* [OEFENTEKST]:

In 626 v. C. stichtte de Chaldeër Nabopolassar het Nieuw-Babylonische of Chaldeeuwse rijk. Deze maakte zich onafhankelijk van de Assyriërs, die de Scythenstorm hadden te doorstaan. In bondgenootschap met de Meden veroverden de Chaldeën in 612 Ninevé. Het spreekt vanzelf, dat van toen af aan Syrië en Palestina in de directe invloedssfeer van het Nieuw-Babylonische rijk kwamen te liggen en dat Babel toen voor het rijk Juda de grootmacht werd, waarmede dit moest rekenen. Eerst kwam echter Egypte in het veld. Farao Necho rukte door het N. van Palestina op, om de rest van de Assyrische macht te steunen (zie Assyriërs). Koning Josia van Juda, die hem trachtte tegen te houden, sneuvelde bij Megiddo, 2 Kon. 23 : 29, 30; 2 Kron. 35 : 20—27. Hierna trachtte Necho met Assoer-oeballit II, de koning van Assyrië, de stad Haran te heroveren, maar zij werden door Nabopolassar hierin verhinderd.

* [OVERZICHT VAN GEGEVENS]:

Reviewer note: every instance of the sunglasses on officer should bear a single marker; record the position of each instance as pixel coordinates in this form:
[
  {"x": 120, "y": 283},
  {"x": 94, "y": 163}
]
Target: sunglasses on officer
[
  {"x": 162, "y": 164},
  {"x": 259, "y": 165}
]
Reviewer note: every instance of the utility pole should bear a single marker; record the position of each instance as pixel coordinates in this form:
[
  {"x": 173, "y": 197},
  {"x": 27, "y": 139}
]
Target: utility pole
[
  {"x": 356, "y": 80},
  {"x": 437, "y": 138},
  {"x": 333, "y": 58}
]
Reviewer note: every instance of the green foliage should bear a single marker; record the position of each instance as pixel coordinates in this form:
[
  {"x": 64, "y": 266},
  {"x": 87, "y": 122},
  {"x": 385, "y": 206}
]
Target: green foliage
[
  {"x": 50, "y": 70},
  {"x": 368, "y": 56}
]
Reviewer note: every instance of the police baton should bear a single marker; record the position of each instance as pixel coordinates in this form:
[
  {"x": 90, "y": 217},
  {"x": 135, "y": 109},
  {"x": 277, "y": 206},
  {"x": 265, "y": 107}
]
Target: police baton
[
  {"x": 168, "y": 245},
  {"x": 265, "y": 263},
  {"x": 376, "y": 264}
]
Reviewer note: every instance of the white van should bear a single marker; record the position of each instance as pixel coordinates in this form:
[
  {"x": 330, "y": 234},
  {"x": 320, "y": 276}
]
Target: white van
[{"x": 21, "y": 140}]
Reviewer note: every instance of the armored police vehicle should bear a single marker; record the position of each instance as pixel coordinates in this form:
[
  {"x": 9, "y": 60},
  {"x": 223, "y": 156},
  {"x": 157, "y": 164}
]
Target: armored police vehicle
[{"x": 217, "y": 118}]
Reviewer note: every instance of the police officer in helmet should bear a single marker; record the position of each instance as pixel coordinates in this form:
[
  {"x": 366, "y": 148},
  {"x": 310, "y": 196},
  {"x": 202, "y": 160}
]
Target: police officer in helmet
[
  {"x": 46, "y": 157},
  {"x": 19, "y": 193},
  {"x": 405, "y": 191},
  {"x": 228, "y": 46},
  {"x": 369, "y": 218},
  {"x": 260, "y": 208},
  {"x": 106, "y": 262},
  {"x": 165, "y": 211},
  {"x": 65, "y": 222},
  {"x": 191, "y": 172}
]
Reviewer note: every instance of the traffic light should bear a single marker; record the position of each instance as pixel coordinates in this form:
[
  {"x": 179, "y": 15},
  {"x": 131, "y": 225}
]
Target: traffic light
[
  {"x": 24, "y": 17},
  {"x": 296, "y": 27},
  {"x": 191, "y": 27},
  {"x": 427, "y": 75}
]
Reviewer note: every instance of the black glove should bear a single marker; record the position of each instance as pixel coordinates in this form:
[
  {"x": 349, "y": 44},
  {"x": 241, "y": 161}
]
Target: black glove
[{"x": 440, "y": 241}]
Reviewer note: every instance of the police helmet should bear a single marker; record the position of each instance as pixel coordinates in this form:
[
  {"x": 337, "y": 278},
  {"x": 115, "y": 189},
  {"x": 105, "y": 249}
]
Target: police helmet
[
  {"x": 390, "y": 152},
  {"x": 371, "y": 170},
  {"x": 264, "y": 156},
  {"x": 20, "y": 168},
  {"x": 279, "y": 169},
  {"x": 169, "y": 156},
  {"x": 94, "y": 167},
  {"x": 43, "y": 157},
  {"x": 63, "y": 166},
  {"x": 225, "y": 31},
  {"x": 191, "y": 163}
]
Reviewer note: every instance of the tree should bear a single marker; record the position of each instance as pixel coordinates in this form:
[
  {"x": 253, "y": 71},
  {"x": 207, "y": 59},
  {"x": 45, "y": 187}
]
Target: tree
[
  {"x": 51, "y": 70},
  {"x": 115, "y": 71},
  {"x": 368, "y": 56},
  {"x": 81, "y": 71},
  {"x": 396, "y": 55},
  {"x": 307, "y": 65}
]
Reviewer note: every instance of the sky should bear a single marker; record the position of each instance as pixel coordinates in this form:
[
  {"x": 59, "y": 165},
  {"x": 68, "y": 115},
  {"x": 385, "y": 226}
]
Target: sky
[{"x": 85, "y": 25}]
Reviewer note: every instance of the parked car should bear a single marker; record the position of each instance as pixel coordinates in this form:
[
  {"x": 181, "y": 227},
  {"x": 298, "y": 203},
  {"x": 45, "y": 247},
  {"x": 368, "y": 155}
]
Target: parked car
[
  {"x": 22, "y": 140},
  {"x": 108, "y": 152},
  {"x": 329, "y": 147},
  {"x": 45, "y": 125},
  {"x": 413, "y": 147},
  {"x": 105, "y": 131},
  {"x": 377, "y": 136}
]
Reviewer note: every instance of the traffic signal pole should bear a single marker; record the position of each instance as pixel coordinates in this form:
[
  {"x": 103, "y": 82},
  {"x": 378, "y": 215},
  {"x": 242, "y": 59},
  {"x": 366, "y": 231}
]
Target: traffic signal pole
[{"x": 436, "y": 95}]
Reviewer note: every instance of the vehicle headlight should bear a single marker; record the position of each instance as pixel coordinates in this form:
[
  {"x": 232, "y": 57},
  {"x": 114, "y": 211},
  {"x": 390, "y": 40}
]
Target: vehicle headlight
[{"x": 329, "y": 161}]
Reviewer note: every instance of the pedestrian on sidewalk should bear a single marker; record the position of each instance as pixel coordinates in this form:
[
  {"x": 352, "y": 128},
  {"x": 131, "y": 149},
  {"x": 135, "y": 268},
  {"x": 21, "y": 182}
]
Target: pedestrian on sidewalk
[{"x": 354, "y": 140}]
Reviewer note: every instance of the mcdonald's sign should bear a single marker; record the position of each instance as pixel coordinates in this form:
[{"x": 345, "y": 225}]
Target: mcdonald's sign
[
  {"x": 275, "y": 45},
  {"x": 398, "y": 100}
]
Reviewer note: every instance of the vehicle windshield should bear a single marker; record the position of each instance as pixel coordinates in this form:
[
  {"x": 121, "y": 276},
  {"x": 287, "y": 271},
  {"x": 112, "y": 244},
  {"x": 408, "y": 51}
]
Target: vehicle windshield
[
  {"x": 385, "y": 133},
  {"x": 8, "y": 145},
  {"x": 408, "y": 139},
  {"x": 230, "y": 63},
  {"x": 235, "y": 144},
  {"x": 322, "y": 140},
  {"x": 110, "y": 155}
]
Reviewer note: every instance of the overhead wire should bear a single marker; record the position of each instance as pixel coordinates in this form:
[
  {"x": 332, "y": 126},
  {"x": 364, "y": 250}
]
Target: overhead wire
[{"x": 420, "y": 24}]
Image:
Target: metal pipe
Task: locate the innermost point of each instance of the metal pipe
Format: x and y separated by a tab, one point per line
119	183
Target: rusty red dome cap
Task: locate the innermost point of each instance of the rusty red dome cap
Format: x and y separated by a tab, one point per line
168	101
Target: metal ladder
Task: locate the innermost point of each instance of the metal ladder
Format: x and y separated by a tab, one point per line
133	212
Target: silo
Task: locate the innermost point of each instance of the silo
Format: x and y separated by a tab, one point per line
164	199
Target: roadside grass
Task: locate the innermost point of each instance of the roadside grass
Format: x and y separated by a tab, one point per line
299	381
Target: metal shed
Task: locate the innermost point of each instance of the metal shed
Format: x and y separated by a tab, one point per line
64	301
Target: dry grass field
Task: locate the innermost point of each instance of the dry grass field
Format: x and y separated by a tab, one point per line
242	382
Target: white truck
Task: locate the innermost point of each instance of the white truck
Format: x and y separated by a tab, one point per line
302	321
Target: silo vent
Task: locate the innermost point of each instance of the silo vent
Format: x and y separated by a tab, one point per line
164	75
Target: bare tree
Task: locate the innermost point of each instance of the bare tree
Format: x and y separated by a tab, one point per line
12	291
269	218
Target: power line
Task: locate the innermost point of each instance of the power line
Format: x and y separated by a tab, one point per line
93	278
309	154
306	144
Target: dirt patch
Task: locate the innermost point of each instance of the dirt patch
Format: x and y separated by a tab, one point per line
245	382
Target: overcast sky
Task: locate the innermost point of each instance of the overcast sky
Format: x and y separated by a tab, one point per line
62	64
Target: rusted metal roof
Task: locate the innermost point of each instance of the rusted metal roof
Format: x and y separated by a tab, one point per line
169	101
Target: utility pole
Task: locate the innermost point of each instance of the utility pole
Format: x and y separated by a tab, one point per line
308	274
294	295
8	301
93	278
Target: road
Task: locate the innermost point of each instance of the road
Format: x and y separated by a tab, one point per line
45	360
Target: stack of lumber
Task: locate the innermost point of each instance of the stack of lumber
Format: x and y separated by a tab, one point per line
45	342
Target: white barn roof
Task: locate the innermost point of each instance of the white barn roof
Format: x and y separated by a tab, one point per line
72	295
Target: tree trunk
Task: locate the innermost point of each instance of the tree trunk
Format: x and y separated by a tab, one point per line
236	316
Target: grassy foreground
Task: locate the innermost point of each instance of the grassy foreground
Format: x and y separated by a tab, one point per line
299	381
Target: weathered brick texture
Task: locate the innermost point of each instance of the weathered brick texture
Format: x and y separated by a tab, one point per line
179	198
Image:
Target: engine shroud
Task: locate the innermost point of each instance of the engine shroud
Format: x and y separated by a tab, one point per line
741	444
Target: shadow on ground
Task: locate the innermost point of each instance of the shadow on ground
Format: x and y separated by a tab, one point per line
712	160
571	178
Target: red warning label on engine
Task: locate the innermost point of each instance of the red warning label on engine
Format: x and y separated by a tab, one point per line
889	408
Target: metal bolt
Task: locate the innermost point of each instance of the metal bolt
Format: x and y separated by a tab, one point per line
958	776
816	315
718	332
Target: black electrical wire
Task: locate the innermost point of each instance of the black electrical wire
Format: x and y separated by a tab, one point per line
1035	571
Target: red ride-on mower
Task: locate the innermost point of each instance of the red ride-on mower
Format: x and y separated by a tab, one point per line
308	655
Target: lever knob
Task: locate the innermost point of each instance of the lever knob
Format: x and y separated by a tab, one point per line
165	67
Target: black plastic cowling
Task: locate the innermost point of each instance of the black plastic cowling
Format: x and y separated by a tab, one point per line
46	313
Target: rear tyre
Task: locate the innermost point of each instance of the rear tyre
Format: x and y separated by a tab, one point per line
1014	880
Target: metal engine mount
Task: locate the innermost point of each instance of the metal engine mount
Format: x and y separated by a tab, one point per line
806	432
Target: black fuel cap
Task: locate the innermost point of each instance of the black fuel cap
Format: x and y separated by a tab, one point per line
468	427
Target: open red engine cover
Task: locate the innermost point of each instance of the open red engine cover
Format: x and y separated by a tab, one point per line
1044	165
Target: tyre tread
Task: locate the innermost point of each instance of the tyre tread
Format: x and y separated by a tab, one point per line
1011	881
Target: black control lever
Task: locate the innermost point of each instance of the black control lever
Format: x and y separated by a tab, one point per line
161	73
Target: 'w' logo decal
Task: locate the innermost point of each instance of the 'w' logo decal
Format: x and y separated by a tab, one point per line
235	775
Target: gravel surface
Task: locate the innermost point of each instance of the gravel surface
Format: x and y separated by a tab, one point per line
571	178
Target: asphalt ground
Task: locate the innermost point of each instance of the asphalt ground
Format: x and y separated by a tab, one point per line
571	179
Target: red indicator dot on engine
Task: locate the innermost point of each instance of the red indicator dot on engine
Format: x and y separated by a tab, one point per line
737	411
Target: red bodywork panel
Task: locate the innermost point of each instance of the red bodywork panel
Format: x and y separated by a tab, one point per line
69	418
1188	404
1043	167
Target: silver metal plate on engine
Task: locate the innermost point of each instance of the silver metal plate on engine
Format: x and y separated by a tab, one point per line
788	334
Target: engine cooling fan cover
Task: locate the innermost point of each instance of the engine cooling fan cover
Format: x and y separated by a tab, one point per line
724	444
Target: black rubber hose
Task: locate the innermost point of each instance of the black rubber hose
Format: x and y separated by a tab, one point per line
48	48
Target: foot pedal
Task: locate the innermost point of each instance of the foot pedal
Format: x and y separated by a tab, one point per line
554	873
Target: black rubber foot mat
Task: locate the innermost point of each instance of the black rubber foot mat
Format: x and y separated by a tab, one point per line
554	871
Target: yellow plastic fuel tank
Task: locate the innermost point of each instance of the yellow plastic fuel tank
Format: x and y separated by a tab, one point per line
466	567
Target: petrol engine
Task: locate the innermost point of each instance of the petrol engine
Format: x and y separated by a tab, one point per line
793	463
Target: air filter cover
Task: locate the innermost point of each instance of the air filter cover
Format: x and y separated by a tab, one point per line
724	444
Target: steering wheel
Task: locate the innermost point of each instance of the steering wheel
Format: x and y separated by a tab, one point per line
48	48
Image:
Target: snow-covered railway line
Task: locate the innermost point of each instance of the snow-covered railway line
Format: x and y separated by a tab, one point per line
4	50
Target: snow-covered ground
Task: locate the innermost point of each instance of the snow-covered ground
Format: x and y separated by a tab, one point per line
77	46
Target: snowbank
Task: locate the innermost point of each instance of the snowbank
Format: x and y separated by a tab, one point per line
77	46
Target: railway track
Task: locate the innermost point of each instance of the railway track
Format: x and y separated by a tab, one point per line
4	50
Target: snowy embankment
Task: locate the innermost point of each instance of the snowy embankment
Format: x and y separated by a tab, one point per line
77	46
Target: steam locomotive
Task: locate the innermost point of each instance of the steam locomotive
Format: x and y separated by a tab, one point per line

* [TE BEANTWOORDEN VRAGEN]:
a) Schrijf een deel van de oefentekst over het Nieuw-Babylonische rijk woordelijk over. Begin bij de woorden "In 626 v. C." en stop na de woorden "Nabopolassar hierin verhinderd.".
b) Vul de tekst over het Nieuw-Babylonische rijk aan met een vervolg dat na de laatste zin begint.

* [ANTWOORDEN BIJ OEFENING]:
a)
In 626 v. C. stichtte de Chaldeër Nabopolassar het Nieuw-Babylonische of Chaldeeuwse rijk. Deze maakte zich onafhankelijk van de Assyriërs, die de Scythenstorm hadden te doorstaan. In bondgenootschap met de Meden veroverden de Chaldeën in 612 Ninevé. Het spreekt vanzelf, dat van toen af aan Syrië en Palestina in de directe invloedssfeer van het Nieuw-Babylonische rijk kwamen te liggen en dat Babel toen voor het rijk Juda de grootmacht werd, waarmede dit moest rekenen. Eerst kwam echter Egypte in het veld. Farao Necho rukte door het N. van Palestina op, om de rest van de Assyrische macht te steunen (zie Assyriërs). Koning Josia van Juda, die hem trachtte tegen te houden, sneuvelde bij Megiddo, 2 Kon. 23 : 29, 30; 2 Kron. 35 : 20—27. Hierna trachtte Necho met Assoer-oeballit II, de koning van Assyrië, de stad Haran te heroveren, maar zij werden door Nabopolassar hierin verhinderd.

b)
Necho sloeg nu zijn hoofdkwartier op in Ribla en regelde daar o. a. de Judese zaken, 2 Kon. 23 : 31—35; 2 Kron. 36 : 1—5. Doch Nabopolassar zond zijn zoon Nebukadnezar naar Syrië met een leger. Deze versloeg Necho, die weer naar de Eufraat oprukte, in 605 v. C. bij Karkemis aan de Eufraat, vgl. Jer. 46 : 2. Door deze overwinning vielen Syrië en Palestina en het gebied tot aan de grens van Egypte aan Babel ten deel. De Egyptenaren werden door Nebukadnezar vervolgd tot aan Pelusium. Toen moest hij naar Babel terugkeren wegens de dood van Nabopolassar. Nebukadnezar wordt in de Bijbel ook wel Nebukadrezar genoemd. Zijn naam luidt in het Akkadisch: Nabukudurri-usur = Nebo, bescherm het gebied. Hij regeerde van 604—562 v. C. en is Nebukadnezar II (over N. I zie hierboven).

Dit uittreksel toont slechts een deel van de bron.